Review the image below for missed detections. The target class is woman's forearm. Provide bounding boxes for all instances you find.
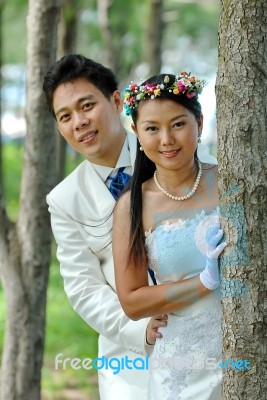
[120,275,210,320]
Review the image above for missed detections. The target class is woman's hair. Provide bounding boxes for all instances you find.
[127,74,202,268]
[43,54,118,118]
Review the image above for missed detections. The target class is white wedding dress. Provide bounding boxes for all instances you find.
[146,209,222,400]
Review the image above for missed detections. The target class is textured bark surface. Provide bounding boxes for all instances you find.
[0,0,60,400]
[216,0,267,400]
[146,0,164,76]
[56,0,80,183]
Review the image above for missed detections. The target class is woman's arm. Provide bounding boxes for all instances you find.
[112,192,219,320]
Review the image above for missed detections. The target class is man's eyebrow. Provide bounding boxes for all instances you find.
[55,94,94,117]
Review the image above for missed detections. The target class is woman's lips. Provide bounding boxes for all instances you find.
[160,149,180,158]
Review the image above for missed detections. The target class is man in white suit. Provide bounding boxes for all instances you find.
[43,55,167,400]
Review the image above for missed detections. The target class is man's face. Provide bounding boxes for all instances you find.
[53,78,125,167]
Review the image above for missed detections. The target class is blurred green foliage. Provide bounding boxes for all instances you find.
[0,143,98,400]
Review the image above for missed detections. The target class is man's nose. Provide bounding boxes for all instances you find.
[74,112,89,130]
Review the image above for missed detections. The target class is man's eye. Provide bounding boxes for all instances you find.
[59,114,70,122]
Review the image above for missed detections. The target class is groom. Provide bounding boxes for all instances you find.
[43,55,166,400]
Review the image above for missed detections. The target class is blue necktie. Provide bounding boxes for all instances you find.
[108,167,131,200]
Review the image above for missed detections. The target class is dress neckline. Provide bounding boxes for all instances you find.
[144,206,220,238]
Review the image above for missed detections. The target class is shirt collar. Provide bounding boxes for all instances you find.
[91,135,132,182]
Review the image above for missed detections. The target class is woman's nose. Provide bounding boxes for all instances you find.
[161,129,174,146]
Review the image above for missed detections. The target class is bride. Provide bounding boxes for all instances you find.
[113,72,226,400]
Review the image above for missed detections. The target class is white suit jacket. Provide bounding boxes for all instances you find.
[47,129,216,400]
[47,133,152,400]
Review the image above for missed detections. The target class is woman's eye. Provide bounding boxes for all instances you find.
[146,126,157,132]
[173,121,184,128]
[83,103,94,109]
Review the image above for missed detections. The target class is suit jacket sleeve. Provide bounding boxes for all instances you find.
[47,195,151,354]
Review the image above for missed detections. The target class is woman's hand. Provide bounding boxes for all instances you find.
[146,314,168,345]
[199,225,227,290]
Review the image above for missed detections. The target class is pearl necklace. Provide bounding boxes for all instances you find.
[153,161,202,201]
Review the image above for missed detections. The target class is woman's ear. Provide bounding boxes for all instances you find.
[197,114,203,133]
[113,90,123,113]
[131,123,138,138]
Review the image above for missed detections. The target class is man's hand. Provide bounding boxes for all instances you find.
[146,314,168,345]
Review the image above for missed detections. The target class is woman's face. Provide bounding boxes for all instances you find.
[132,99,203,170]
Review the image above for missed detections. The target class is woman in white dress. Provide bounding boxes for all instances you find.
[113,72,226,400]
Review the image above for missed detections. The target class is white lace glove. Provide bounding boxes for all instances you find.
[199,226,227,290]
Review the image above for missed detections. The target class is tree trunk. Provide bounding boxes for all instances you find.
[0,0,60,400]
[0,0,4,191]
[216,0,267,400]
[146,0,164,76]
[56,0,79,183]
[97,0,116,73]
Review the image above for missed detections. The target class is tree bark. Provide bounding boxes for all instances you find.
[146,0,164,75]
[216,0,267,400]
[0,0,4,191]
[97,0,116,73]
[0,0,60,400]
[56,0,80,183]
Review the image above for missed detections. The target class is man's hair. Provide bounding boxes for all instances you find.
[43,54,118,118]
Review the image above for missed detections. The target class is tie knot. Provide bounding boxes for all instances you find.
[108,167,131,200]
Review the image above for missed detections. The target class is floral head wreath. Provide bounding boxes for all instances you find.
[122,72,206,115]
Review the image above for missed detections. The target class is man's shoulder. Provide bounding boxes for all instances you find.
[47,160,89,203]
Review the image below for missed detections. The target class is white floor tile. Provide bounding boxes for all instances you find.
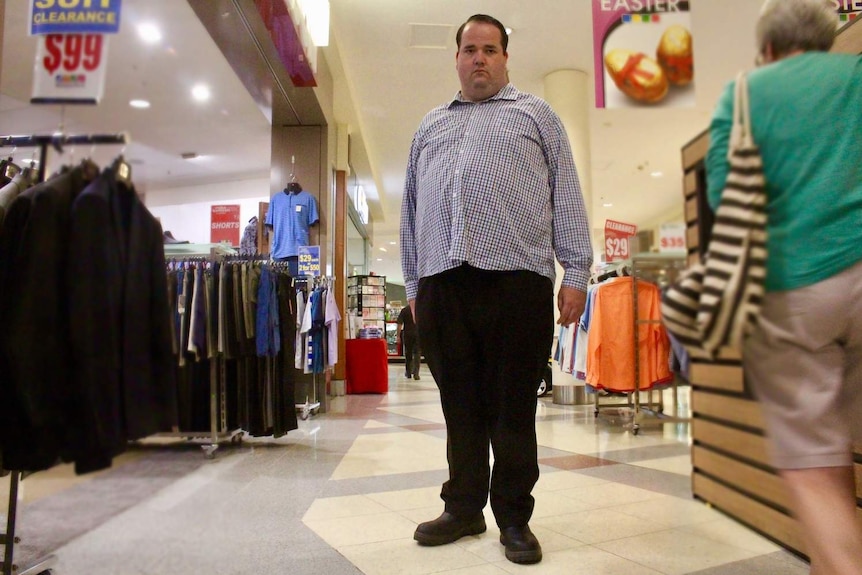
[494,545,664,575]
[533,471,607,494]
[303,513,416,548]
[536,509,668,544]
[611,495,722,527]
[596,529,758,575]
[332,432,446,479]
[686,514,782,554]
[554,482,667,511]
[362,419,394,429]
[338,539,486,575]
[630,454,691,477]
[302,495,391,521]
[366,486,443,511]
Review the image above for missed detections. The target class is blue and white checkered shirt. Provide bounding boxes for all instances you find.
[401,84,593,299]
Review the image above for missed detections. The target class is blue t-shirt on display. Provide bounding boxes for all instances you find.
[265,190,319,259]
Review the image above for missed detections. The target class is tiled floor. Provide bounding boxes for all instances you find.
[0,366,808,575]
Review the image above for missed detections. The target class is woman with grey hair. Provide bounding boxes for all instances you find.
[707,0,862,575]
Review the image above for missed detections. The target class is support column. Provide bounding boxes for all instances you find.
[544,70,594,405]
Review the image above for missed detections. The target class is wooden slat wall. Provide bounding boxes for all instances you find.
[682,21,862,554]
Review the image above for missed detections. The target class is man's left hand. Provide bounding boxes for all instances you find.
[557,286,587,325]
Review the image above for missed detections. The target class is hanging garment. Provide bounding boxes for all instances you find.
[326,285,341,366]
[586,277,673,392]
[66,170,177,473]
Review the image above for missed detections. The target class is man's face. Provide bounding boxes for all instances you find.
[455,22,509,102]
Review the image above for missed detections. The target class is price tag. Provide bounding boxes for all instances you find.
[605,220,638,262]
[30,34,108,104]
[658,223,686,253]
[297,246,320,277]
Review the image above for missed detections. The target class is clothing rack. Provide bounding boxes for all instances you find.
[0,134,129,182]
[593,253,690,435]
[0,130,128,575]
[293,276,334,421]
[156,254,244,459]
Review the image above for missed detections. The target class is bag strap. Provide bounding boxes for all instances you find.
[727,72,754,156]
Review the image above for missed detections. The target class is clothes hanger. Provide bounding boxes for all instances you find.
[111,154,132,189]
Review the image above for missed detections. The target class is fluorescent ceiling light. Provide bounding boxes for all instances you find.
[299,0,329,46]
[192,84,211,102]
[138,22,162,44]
★ ★ ★ ★
(Exercise directions): Put every line of the entries above, from the first line through the line with "[112,192,219,320]", into a JSON list of strings with one string per line. Skip blank lines and leave the pictures out.

(Answer for this exercise):
[
  "Review the image below for missed detections. The target class is woman's forearm. Provide bounding boxes for all instances you find.",
  "[120,275,210,320]",
  "Review the image above for missed detections. The target class is woman's hair. Provide bounding boxes for all instances you find.",
  "[127,74,202,268]",
  "[43,54,118,118]",
  "Review the image above for missed detections. The target class is white wedding dress. Provide bounding boxes for all instances you find.",
  "[146,209,222,400]",
  "Review the image above for missed detections. The target class is textured bark surface. Provide bounding boxes for all instances you find.",
  "[0,0,60,400]",
  "[216,0,267,400]",
  "[146,0,164,76]",
  "[56,0,80,183]",
  "Review the image above for missed detections. The target class is woman's arm. Provide bounding boxes for all instances you find.",
  "[112,192,219,320]"
]